(Beginning of SOURCE RECORDS)

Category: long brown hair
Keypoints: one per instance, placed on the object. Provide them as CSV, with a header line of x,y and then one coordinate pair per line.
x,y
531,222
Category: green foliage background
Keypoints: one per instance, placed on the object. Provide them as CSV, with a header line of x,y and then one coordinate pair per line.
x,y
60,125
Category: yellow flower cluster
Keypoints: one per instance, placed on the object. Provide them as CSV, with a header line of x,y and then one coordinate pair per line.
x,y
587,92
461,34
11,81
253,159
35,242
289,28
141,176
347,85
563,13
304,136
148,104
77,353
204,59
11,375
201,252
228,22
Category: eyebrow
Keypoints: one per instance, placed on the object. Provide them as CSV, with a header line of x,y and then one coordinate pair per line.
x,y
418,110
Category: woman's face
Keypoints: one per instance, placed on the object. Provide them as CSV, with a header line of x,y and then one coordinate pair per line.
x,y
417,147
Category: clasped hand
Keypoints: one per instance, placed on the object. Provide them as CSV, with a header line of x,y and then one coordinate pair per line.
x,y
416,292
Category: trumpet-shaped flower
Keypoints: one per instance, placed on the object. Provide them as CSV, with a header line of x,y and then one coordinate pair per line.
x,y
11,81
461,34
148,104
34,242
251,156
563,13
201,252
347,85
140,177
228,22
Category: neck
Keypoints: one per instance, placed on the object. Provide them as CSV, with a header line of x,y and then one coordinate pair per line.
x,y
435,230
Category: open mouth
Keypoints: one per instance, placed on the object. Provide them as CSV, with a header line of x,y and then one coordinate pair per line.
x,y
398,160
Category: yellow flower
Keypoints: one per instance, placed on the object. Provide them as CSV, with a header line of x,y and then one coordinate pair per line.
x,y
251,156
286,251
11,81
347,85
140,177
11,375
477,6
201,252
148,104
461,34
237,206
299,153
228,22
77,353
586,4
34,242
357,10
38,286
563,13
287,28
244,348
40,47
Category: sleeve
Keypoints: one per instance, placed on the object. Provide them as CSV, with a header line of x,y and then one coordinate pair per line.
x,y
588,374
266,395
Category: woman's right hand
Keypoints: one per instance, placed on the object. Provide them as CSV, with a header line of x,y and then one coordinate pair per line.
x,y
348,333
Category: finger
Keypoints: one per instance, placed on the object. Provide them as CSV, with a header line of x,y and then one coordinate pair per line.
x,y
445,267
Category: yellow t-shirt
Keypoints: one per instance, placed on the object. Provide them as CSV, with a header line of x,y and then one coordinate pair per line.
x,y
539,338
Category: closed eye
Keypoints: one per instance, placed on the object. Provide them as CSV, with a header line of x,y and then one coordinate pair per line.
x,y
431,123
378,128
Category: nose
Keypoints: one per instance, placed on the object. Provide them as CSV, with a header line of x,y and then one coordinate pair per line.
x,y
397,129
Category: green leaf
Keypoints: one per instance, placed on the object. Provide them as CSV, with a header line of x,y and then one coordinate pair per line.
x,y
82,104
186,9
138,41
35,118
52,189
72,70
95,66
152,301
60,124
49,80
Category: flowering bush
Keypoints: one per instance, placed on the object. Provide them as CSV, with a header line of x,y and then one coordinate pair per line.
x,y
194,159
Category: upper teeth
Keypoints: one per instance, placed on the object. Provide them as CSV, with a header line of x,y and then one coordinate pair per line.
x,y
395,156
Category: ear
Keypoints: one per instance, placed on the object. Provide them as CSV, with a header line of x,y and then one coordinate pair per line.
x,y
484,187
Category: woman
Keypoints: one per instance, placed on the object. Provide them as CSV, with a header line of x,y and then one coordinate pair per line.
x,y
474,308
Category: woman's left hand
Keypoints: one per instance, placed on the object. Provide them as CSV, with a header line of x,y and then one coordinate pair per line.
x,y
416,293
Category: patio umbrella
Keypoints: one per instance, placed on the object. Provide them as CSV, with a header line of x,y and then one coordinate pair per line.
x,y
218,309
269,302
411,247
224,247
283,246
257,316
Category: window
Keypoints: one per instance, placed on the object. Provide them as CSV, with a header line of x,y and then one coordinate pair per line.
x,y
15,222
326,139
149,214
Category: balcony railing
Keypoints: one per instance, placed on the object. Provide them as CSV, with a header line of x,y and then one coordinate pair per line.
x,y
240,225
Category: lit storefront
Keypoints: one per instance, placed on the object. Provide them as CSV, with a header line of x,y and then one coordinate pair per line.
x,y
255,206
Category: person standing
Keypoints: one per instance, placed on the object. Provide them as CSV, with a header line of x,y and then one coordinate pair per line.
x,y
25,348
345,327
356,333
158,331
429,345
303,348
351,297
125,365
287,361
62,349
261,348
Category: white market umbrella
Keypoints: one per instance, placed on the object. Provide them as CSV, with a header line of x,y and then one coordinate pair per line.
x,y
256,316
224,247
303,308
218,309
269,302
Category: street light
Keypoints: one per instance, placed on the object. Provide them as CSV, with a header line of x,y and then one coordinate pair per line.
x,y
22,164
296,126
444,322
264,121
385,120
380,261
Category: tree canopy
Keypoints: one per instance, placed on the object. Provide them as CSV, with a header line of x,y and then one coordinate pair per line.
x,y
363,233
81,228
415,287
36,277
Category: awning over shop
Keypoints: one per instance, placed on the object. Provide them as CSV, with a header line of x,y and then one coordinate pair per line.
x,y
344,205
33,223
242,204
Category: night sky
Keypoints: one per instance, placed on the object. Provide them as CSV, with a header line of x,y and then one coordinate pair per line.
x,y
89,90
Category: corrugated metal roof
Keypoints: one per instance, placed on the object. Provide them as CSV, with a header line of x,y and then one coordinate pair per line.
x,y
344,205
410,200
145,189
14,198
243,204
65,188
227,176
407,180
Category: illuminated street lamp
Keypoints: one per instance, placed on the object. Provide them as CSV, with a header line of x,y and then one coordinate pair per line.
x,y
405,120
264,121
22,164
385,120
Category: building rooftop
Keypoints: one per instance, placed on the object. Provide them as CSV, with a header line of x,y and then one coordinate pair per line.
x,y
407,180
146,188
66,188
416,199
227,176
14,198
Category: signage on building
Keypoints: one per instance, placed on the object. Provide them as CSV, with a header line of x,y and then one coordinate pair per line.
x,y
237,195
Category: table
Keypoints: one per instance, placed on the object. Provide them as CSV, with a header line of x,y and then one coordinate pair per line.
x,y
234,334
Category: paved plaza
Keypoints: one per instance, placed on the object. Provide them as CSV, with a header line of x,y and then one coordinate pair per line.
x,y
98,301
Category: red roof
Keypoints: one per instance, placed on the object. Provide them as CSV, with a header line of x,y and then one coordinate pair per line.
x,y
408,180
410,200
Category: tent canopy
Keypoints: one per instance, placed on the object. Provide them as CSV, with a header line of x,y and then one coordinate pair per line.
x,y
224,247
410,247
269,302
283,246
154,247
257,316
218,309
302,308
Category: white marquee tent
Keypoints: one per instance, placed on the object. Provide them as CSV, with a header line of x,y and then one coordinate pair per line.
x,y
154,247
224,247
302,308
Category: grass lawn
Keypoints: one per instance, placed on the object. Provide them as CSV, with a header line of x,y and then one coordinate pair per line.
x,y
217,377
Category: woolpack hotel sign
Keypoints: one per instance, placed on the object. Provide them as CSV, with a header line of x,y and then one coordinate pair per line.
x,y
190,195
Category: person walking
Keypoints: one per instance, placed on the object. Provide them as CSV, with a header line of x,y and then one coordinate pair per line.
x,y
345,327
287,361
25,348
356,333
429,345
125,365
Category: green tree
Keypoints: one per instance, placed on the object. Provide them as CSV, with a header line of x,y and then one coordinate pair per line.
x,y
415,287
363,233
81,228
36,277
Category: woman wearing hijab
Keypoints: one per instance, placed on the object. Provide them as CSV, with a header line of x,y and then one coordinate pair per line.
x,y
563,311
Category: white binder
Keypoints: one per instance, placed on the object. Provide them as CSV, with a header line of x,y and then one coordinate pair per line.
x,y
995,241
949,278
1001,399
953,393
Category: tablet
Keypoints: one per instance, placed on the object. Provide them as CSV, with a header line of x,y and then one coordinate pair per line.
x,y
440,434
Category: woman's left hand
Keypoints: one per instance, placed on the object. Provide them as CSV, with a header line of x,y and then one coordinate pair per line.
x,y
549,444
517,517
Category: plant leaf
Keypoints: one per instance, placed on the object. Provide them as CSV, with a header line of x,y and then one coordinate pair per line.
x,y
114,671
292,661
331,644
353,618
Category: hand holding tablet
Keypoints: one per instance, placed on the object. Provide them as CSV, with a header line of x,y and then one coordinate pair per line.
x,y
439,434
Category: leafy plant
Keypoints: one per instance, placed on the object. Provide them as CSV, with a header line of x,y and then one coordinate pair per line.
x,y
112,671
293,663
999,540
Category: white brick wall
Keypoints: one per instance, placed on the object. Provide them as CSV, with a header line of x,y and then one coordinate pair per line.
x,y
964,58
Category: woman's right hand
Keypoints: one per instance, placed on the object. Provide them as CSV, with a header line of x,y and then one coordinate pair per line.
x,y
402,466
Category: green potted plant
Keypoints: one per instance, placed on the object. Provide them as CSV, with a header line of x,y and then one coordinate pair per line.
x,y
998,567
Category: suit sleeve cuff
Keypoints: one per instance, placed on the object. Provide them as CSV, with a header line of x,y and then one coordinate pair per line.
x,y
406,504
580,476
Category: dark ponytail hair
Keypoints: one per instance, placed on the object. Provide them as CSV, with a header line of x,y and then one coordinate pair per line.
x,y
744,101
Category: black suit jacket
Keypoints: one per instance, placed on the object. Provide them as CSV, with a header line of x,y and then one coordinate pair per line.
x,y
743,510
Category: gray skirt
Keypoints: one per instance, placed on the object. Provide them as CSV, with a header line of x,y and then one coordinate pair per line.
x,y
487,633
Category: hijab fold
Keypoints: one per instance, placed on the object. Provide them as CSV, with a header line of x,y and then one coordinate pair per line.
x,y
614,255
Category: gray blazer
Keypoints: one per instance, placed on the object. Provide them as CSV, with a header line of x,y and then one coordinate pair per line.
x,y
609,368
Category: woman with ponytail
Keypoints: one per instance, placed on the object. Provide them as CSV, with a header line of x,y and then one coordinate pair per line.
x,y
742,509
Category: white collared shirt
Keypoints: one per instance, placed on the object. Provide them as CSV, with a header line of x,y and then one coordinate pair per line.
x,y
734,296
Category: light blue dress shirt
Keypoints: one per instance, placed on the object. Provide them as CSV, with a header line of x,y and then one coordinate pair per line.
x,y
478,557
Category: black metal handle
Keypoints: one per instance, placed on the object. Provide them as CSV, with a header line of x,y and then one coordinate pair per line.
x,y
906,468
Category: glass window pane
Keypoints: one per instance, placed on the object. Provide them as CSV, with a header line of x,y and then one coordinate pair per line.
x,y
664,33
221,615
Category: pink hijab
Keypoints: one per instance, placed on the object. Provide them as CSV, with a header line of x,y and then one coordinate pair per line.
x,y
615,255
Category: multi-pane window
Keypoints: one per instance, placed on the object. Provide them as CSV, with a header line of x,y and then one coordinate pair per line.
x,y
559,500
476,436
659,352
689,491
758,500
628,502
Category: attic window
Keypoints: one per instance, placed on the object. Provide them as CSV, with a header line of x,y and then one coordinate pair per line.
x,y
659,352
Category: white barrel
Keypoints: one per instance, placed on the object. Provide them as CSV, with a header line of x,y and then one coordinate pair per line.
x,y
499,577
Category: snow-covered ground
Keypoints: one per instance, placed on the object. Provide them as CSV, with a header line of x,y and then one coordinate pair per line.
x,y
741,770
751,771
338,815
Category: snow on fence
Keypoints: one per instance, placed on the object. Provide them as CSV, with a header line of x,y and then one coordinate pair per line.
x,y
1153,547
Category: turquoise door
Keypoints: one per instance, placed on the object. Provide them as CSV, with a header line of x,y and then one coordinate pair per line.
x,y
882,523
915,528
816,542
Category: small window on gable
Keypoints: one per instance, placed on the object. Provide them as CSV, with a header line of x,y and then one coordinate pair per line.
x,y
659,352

(End of SOURCE RECORDS)

Your answer must consist solely of the lines from the top of the entries above through the line containing "Category: yellow flower cluster", copied exactly, both ends included.

→ **RESULT FOR THIS TASK**
Category: long brown hair
Keypoints: one per instance, placed on the object. Provide them as CSV, with a header line of x,y and then one coordinate pair per line.
x,y
531,222
Category: green foliage background
Keypoints: one per instance, placed on the object. Provide them as CSV, with a header line of x,y and then one coordinate pair per line.
x,y
60,125
Category: yellow flower cluster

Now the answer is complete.